Reproduce the following records line for line, with nothing changed.

## start PROVIDED INFORMATION

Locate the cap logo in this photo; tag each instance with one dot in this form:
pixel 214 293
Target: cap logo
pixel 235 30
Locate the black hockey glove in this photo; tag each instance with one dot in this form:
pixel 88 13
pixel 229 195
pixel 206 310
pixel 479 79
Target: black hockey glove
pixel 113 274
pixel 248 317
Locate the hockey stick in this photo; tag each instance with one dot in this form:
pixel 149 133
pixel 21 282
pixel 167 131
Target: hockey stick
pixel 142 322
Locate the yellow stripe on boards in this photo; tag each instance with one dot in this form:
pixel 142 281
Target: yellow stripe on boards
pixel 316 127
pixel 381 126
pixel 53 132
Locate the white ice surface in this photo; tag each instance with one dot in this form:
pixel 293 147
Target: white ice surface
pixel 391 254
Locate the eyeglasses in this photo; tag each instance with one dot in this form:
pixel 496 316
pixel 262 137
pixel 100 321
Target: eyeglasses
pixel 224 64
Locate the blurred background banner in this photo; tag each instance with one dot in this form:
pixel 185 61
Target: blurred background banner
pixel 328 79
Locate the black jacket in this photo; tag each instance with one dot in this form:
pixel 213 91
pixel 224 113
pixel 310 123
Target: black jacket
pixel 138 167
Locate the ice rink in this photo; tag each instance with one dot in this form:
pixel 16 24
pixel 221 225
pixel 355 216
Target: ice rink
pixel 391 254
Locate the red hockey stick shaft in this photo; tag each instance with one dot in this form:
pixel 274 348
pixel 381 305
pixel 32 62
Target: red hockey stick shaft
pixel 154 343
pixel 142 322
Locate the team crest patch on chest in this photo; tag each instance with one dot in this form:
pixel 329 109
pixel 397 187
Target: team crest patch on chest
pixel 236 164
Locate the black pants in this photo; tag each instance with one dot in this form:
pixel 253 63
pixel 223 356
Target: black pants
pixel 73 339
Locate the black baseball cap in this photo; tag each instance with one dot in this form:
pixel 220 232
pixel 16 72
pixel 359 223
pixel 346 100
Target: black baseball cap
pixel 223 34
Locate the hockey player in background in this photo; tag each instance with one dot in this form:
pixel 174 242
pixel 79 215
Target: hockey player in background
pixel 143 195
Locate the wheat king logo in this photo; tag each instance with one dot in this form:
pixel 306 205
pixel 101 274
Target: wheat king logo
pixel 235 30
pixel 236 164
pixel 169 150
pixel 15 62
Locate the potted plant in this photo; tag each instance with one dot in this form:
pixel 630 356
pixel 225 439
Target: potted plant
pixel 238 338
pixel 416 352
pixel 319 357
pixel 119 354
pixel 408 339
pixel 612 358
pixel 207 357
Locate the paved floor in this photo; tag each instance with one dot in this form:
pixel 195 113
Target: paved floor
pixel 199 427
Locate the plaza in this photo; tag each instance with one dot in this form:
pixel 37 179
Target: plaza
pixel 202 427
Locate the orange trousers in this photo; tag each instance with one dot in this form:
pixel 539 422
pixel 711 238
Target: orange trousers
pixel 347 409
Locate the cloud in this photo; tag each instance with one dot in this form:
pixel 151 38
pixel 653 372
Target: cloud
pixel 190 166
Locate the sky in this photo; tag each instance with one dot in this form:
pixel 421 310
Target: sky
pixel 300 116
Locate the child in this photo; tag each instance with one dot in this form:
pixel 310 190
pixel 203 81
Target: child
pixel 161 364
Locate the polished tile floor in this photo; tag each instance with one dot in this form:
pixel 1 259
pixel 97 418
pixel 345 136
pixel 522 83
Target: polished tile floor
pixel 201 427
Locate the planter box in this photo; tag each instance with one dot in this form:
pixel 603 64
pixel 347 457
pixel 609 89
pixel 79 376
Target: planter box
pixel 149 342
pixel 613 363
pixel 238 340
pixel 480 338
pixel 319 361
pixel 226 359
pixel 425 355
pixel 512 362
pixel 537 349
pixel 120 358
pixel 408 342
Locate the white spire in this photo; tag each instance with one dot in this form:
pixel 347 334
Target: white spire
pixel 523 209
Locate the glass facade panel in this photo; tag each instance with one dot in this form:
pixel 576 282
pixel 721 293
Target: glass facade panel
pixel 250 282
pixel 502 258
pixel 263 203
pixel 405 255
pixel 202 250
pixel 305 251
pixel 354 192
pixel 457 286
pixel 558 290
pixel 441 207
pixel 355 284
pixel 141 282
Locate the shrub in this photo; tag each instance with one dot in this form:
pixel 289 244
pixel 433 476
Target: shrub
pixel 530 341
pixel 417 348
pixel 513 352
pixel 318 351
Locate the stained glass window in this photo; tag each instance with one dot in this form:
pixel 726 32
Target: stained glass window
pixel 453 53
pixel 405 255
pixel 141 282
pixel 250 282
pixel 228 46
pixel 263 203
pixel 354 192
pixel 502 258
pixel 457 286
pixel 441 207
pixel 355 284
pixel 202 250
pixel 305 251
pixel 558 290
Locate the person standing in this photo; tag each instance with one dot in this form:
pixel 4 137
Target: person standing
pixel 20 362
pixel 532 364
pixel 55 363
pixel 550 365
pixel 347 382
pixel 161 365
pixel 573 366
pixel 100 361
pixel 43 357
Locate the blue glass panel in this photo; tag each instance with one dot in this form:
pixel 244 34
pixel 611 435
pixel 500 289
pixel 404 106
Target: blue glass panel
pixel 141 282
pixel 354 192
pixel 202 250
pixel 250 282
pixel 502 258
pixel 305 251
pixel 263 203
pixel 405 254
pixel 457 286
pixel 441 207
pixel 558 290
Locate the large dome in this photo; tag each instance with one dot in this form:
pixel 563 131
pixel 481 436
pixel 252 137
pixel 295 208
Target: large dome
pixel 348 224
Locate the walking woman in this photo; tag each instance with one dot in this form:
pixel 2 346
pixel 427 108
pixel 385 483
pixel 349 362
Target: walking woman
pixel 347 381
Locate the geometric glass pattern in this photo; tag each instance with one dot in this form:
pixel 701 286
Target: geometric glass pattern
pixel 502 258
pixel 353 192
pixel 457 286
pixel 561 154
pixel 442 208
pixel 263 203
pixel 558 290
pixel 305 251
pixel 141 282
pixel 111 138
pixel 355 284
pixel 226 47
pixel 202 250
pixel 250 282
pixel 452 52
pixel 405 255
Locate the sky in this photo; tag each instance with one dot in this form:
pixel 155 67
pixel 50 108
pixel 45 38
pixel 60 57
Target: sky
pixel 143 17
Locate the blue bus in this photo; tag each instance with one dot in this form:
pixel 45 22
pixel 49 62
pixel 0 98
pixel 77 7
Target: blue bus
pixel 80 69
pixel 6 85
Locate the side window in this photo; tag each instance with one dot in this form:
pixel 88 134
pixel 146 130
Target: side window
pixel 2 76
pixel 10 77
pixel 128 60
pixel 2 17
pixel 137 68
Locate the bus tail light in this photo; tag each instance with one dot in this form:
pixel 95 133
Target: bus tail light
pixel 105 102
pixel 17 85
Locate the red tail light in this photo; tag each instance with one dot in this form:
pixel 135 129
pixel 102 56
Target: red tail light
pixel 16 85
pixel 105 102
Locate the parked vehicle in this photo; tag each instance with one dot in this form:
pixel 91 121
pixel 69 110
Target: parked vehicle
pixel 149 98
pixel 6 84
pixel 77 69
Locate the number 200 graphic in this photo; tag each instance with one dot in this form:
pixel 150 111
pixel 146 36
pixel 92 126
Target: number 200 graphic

## end PROVIDED INFORMATION

SOLUTION FOR THIS TASK:
Locate the cap logo in this photo; tag each instance with one dot in this form:
pixel 214 293
Target: cap logo
pixel 235 30
Locate the black hockey glove in this photo; tag each instance with one dot in this form:
pixel 88 13
pixel 229 195
pixel 206 310
pixel 479 79
Target: black hockey glove
pixel 113 274
pixel 248 317
Locate the hockey stick in this photo; tag each instance with one dot in this form:
pixel 149 133
pixel 21 282
pixel 167 131
Target: hockey stick
pixel 142 322
Locate the yellow stripe on boards in this photo; tag each instance with one dot in this form:
pixel 142 281
Target: yellow stripe on boards
pixel 316 127
pixel 381 126
pixel 53 132
Locate the white ice surface in this photo; tag each instance with one dot in this form:
pixel 293 147
Target: white ice surface
pixel 391 254
Locate the eyeglasses in this photo; tag each instance with one dot in this form:
pixel 496 316
pixel 262 137
pixel 100 321
Target: eyeglasses
pixel 224 64
Locate the blurred background banner in this photo; tag each instance with one dot in this form:
pixel 185 61
Target: blurred background banner
pixel 328 79
Locate the black jacket in this photo; tag each instance with one dot in this form:
pixel 213 91
pixel 224 113
pixel 310 123
Target: black jacket
pixel 138 167
Locate the ice rink in this photo; tag each instance with one dot in this form:
pixel 16 24
pixel 221 225
pixel 355 216
Target: ice rink
pixel 391 254
Locate the red hockey stick shaft in this photo; tag each instance with one dot in this form:
pixel 274 348
pixel 381 305
pixel 32 62
Target: red hockey stick shaft
pixel 154 343
pixel 142 322
Locate the team crest patch on chest in this photo; tag each instance with one dot in this form:
pixel 329 109
pixel 397 187
Target: team crest patch on chest
pixel 236 164
Locate the black pants in this photo; tag each instance with one dot in this form:
pixel 253 63
pixel 223 356
Target: black pants
pixel 73 339
Locate the black baseball cap in this photo; tag each instance with one dot in this form:
pixel 220 232
pixel 16 72
pixel 359 223
pixel 346 100
Target: black baseball cap
pixel 223 34
Locate the hockey player in background in this photo; tag each instance with one dot in this form:
pixel 174 242
pixel 79 215
Target: hockey player in background
pixel 143 195
Locate the wheat king logo in this photo; tag each instance with one dot in this form:
pixel 306 205
pixel 101 274
Target: wheat king logo
pixel 235 30
pixel 236 164
pixel 169 150
pixel 15 62
Locate the potted plant in this photo; tag each instance with one dot in this form:
pixel 630 356
pixel 225 439
Target: potted plant
pixel 238 338
pixel 416 352
pixel 319 357
pixel 119 354
pixel 408 339
pixel 612 358
pixel 207 357
Locate the paved floor in this photo; tag each instance with one dot in this form:
pixel 195 113
Target: paved floor
pixel 199 427
Locate the plaza in this photo; tag each instance with one dot in this form:
pixel 37 179
Target: plaza
pixel 202 427
Locate the orange trousers in this photo; tag each instance with one dot in this form:
pixel 539 422
pixel 711 238
Target: orange trousers
pixel 347 409
Locate the cloud in this photo; tag each instance with one dot in this form:
pixel 151 38
pixel 653 372
Target: cloud
pixel 190 166
Locate the sky in this photo; tag each instance with one dot in this form:
pixel 421 310
Target: sky
pixel 300 116
Locate the child in this photo; tag each instance with one dot in this form:
pixel 310 190
pixel 203 81
Target: child
pixel 161 364
Locate the polished tile floor in this photo; tag each instance with one dot in this form:
pixel 1 259
pixel 97 418
pixel 345 136
pixel 522 83
Target: polished tile floor
pixel 201 427
Locate the planter box in this photo; tag each instance with one dot in this form:
pixel 603 64
pixel 347 457
pixel 609 89
pixel 79 376
Target: planter box
pixel 149 342
pixel 613 363
pixel 238 340
pixel 480 338
pixel 319 361
pixel 226 359
pixel 425 355
pixel 512 362
pixel 537 349
pixel 120 358
pixel 408 342
Locate the white spire in this photo; tag each instance with one dot in this form:
pixel 347 334
Target: white spire
pixel 523 209
Locate the glass facade panel in this photo; tag each instance with one dot in this form:
pixel 576 282
pixel 721 293
Target: glass facade panel
pixel 250 282
pixel 502 258
pixel 263 203
pixel 405 255
pixel 202 250
pixel 305 251
pixel 354 192
pixel 457 286
pixel 558 290
pixel 441 207
pixel 355 284
pixel 141 282
Locate the shrub in this photo; tag each instance with one dot in this form:
pixel 289 244
pixel 433 476
Target: shrub
pixel 530 341
pixel 417 348
pixel 513 352
pixel 318 351
Locate the stained glass window in this photo; tag each instance with one dot in this form:
pixel 726 32
Target: stained glass window
pixel 453 53
pixel 405 255
pixel 141 282
pixel 250 282
pixel 228 46
pixel 263 203
pixel 354 192
pixel 502 258
pixel 457 286
pixel 441 207
pixel 355 284
pixel 202 250
pixel 305 251
pixel 558 290
Locate the person standing in this photo; tag each instance with one dot in this form:
pixel 4 137
Target: person standing
pixel 20 362
pixel 532 364
pixel 55 363
pixel 550 365
pixel 347 382
pixel 161 365
pixel 573 366
pixel 100 361
pixel 43 357
Locate the blue glass panel in this photo; tag each instance with one dot in this form:
pixel 244 34
pixel 611 435
pixel 500 289
pixel 404 106
Target: blue glass panel
pixel 141 282
pixel 354 192
pixel 202 250
pixel 250 282
pixel 502 258
pixel 305 251
pixel 263 203
pixel 405 254
pixel 457 286
pixel 441 207
pixel 558 290
Locate the large dome in this photo; tag each instance with one dot in this form:
pixel 563 131
pixel 481 436
pixel 252 137
pixel 295 208
Target: large dome
pixel 348 224
Locate the walking woman in this photo; tag each instance with one dot in this form:
pixel 2 346
pixel 427 108
pixel 385 483
pixel 349 362
Target: walking woman
pixel 347 381
Locate the geometric glass pattern in this photo; tag each instance with one dot in this form:
pixel 701 286
Target: geometric glass pattern
pixel 502 258
pixel 353 192
pixel 457 286
pixel 561 154
pixel 442 208
pixel 263 203
pixel 558 290
pixel 305 251
pixel 141 282
pixel 111 138
pixel 355 284
pixel 226 47
pixel 202 250
pixel 250 282
pixel 452 52
pixel 405 255
Locate the sky in this photo; tag each instance with one dot in this form:
pixel 155 67
pixel 50 108
pixel 45 38
pixel 60 57
Target: sky
pixel 143 17
Locate the blue bus in this photo; tag each instance with one dot in this form:
pixel 45 22
pixel 49 62
pixel 0 98
pixel 77 7
Target: blue bus
pixel 80 69
pixel 6 85
Locate the side window in this photo; tag each instance with one dot in this form:
pixel 88 134
pixel 146 130
Target: side window
pixel 2 76
pixel 10 77
pixel 128 60
pixel 2 17
pixel 137 68
Locate the bus tail light in this photo; tag each instance with one dot in this form:
pixel 95 133
Target: bus tail light
pixel 105 102
pixel 17 85
Locate the red tail light in this photo; tag each instance with one dot in this form:
pixel 135 129
pixel 102 56
Target: red tail light
pixel 16 85
pixel 105 102
Locate the parked vehicle in this photo; tag each instance with one dot in this form:
pixel 91 121
pixel 69 110
Target: parked vehicle
pixel 149 98
pixel 6 84
pixel 77 69
Locate the number 200 graphic in this photo; tag each instance with one dot in this form:
pixel 150 111
pixel 146 36
pixel 92 126
Target: number 200 graphic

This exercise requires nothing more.